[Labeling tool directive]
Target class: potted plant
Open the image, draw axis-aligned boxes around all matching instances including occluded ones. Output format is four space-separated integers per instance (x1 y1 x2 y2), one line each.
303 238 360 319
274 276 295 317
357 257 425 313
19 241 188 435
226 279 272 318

——————

TASK TO CARRY OUT: Copy the entries above exactly, so that each line matches the original.

RESPONSE TO THE EXERCISE:
[Labeling tool directive]
Target class: potted plant
Open the image, draw axis-aligned boxes around all matching instances including occluded ones. Output format is four space-separated integers per instance (x1 y1 x2 y2), one line each.
303 238 360 319
274 276 295 317
357 257 425 313
19 241 188 435
226 279 272 318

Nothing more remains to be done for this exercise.